Work task - Translate this sentence from the abstract on basal ganglia-cortical activity below into Spanish: "We observed suppression of alpha-beta (9-25 Hz) power in contralateral GPi and sensorimotor cortex during both activities."

Supplied text -
*** Block opens ***

Action Observation and Execution Differentially Modulate Basal Ganglia-Cortical Activity in Humans

Abstract

INTRODUCTION: To understand an observed action, without overt execution, the observer is thought to run similar motor plans; indicating a strong coupling between the neural representation of action observation and execution. Imaging studies show activation of basal ganglia (BG) and motor cortex during movement yet comparative studies using direct and invasive human recordings are sparse. We aimed to characterize how movement execution and observation differentially modulate local and inter-regional activity across BG and sensorimotor cortex. METHOD(S): We recorded LFP from globus palidus internus (GPi) and electrocorticography from ipsilateral sensorimotor cortex in 9 PD subjects during deep brain stimulation surgery. Subjects performed block design tasks alternating between 30 s of rest and performing or observing finger tapping with random order.We assessed changes in spectral power, along with pallidocortical coherence and cortical PAC. RESULT(S): We observed suppression of alpha-beta (9-25 Hz) power in contralateral GPi and sensorimotor cortex during both activities. This power suppression was significantly weaker in the motor cortex during the action observation compared to the execution (P = .02). However pallidal spectral changes in alpha-beta frequencies were not different across tasks (P = .3). Uniquely during the action execution, there was a significant increase in the gamma power (80-200 Hz) at the motor cortex (P < .05). In addition, Pallidocortical beta coherence, and motor cortical beta-gamma PAC were significantly suppressed during action execution (P < .05) and not the observation. CONCLUSION(S): Our results support the functional dissociation within the BG-cortical network during action observation and execution. Although spectral power changes in a-s in the BG are largely similar across tasks, suppression of BG-cortical functional connectivity is a feature of movement execution. In addition, increase in the cortical gamma power and beta-gamma phase amplitude decoupling only happen during the movement execution, in line with the theory that during movement execution the gamma signal is released from the constraint of beta.

*** Block closes ***

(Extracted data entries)
*** Block opens ***

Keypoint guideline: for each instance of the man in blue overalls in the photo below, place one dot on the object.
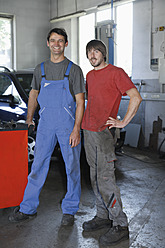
(58, 87)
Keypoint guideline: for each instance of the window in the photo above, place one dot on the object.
(124, 19)
(6, 41)
(86, 26)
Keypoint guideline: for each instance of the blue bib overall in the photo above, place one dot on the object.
(57, 116)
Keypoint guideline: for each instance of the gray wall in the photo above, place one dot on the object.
(31, 21)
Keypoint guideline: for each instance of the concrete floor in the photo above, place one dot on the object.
(141, 178)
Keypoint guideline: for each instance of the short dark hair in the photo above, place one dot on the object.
(98, 45)
(59, 31)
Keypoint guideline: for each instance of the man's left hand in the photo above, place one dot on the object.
(114, 123)
(74, 138)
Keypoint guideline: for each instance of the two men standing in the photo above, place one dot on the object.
(58, 87)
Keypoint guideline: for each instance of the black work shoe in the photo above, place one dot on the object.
(18, 216)
(67, 220)
(115, 235)
(96, 223)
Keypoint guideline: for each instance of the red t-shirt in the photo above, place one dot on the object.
(105, 88)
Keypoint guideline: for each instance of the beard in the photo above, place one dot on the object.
(96, 62)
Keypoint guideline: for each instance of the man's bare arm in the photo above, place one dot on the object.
(134, 102)
(74, 139)
(32, 105)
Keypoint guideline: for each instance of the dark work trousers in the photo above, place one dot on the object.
(100, 154)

*** Block closes ***

Completed exercise - Observamos una supresión de la potencia alfa-beta (9-25 Hz) en el GPi contralateral y en la corteza sensoriomotora durante ambas actividades.